> **Aufgabe**: Zu wie vielen Monaten Haft wurden Benny Tai und Chan Kin-Man laut dem Bericht über die Hongkonger „Regenschirm-Bewegung“ verurteilt?

Vier Anführer von Hongkongs "Regenschirm-Bewegung" zu Haft verurteilt

Viereinhalb Jahre nach der "Regenschirm-Bewegung" für mehr Demokratie in Hongkong sind prominente Anführer der Proteste zu Haftstrafen von bis zu 16 Monaten verurteilt worden. Ein Hongkonger Gericht hatte neun Protestführer, darunter Abgeordnete, renommierte Akademiker und Studentenführer, bereits vor zwei Wochen der Anstiftung oder Verschwörung zur Störung der öffentlichen Ordnung schuldig gesprochen. Am 24.04.2019 folgte das Strafmaß.

Haftstrafen für prominente Aktivisten

Der Juradozent Benny Tai und der Sozialwissenschaftler Chan Kin-Man müssen demnach für 16 Monate ins Gefängnis. Der Abgeordnete Shiu Ka-chun sowie Raphael Wong, Mitglied der prodemokratischen Liga der Sozialdemokraten, erhielten achtmonatige Haftstrafen. Andere Aktivisten wurden zu Sozialstunden oder Bewährungsstrafen verurteilt. In seinem Urteil sagte der Richter Johnny Chan, dass keiner der Anführer Bedauern über seine Rolle bei der Führung der Proteste gezeigt habe.

Mehrere Bewährungsstrafen

Bewährungsstrafen erhielten der Baptistenpfarrer Chu Yiu-Ming, die Abgeordnete Tanya Chan, der frühere Parlamentarier Lee Wing-tat sowie der Studentenführer Eason Chung. Der Studentenführer Tommy Cheung soll 200 Sozialstunden ableisten. Wegen einer schweren Erkrankung wurde die Verkündung des Strafmaßes für die Abgeordnete Tanya Chan verschoben.

Anführer erst nach Wahl neuer Peking-treuer Regierungschefin angeklagt

Die Strafverfolgung der Anführer der Bewegung begann erst mit deutlicher Verspätung. Nur einen Tag, nachdem ein Peking-treues Wahlkomitee die neue Regierungschefin Carrie Lam im März 2017 ausgesucht hatte, war Anklage erhoben worden. Die Demonstranten hatten sich besonders an diesem Auswahlprozess gestoßen, der zur Wahl der Regierungschefin führte. Gefordert wurde stattdessen, dass alle Hongkonger sich an der Wahl beteiligen dürfen.

> **Gegebene Informationen**:
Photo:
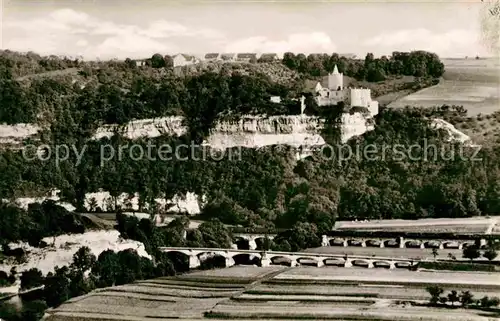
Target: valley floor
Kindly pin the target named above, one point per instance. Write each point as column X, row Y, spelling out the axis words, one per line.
column 276, row 292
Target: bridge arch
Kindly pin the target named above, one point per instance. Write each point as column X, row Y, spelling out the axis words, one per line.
column 281, row 259
column 312, row 260
column 245, row 258
column 334, row 261
column 354, row 242
column 402, row 265
column 242, row 243
column 383, row 264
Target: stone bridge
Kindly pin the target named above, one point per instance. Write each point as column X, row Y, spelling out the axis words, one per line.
column 252, row 238
column 399, row 242
column 267, row 257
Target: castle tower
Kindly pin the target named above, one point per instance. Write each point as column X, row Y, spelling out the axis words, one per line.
column 336, row 80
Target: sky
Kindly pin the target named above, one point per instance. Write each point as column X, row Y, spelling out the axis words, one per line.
column 107, row 29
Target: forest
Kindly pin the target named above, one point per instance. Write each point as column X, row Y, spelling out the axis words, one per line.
column 268, row 187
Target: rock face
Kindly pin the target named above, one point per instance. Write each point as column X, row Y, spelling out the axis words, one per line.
column 248, row 131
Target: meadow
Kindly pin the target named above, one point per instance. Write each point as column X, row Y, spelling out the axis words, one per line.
column 249, row 293
column 471, row 83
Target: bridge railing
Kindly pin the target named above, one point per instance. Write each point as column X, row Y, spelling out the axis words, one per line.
column 302, row 254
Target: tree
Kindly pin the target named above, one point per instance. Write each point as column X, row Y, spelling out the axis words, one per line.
column 435, row 291
column 471, row 252
column 490, row 254
column 443, row 300
column 453, row 297
column 466, row 298
column 487, row 302
column 57, row 286
column 106, row 269
column 434, row 253
column 31, row 278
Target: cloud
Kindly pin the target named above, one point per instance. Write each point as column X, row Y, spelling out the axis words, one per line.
column 71, row 32
column 458, row 42
column 300, row 42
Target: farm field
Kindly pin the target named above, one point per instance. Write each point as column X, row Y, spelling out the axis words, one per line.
column 284, row 293
column 471, row 83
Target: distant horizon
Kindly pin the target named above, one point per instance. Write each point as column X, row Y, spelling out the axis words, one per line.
column 201, row 55
column 139, row 28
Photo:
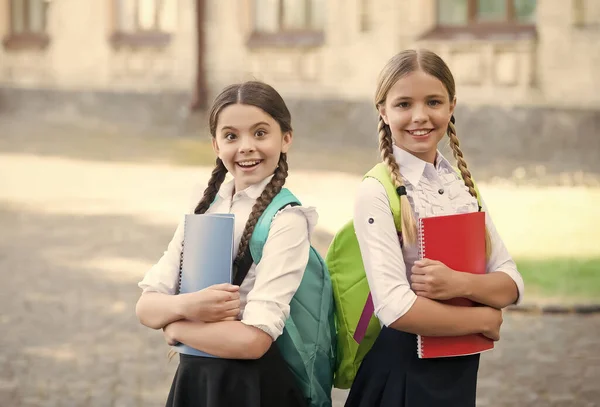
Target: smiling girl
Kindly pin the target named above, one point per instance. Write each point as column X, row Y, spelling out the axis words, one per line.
column 415, row 99
column 251, row 134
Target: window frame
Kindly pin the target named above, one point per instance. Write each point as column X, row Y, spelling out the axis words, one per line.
column 284, row 37
column 26, row 39
column 139, row 37
column 509, row 28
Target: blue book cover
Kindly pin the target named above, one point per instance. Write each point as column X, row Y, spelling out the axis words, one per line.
column 207, row 257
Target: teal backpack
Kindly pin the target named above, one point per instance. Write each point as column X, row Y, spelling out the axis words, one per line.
column 308, row 340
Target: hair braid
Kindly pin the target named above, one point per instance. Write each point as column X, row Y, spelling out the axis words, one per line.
column 270, row 191
column 409, row 227
column 466, row 176
column 460, row 160
column 214, row 183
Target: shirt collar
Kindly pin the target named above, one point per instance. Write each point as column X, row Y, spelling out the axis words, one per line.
column 412, row 167
column 253, row 191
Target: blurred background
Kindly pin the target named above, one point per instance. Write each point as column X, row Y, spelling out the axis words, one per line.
column 103, row 138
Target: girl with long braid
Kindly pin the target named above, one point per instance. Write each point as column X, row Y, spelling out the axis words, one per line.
column 251, row 134
column 415, row 99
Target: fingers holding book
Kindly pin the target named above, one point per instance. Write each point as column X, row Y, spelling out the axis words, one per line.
column 434, row 280
column 218, row 302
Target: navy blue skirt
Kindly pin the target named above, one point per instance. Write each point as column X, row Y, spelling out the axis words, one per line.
column 215, row 382
column 392, row 375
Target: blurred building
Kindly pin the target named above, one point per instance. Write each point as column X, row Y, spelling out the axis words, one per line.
column 527, row 71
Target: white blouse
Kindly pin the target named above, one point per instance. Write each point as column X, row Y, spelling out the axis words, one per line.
column 269, row 286
column 432, row 191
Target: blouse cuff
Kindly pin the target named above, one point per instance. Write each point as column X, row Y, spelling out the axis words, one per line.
column 390, row 312
column 518, row 279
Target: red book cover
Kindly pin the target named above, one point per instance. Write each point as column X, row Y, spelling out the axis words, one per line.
column 458, row 241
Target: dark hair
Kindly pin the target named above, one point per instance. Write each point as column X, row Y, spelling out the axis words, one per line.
column 270, row 101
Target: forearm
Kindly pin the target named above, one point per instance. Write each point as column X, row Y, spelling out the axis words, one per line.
column 227, row 339
column 156, row 310
column 495, row 289
column 432, row 318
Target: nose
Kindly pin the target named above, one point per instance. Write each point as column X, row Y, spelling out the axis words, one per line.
column 419, row 114
column 247, row 144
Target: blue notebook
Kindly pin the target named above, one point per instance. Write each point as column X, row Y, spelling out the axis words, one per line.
column 207, row 257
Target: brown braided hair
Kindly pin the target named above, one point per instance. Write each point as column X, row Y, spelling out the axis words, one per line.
column 409, row 228
column 266, row 98
column 397, row 67
column 466, row 175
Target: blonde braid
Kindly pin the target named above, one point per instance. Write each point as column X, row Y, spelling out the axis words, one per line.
column 409, row 226
column 214, row 183
column 466, row 176
column 270, row 191
column 460, row 160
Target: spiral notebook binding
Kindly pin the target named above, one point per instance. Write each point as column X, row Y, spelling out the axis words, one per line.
column 181, row 259
column 421, row 242
column 420, row 350
column 421, row 238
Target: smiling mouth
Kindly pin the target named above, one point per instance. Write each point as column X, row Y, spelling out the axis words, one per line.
column 248, row 164
column 419, row 132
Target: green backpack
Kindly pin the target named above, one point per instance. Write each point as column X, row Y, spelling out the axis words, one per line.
column 357, row 325
column 308, row 340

> **Antwortbereich**: Zu 16 Monaten Haft.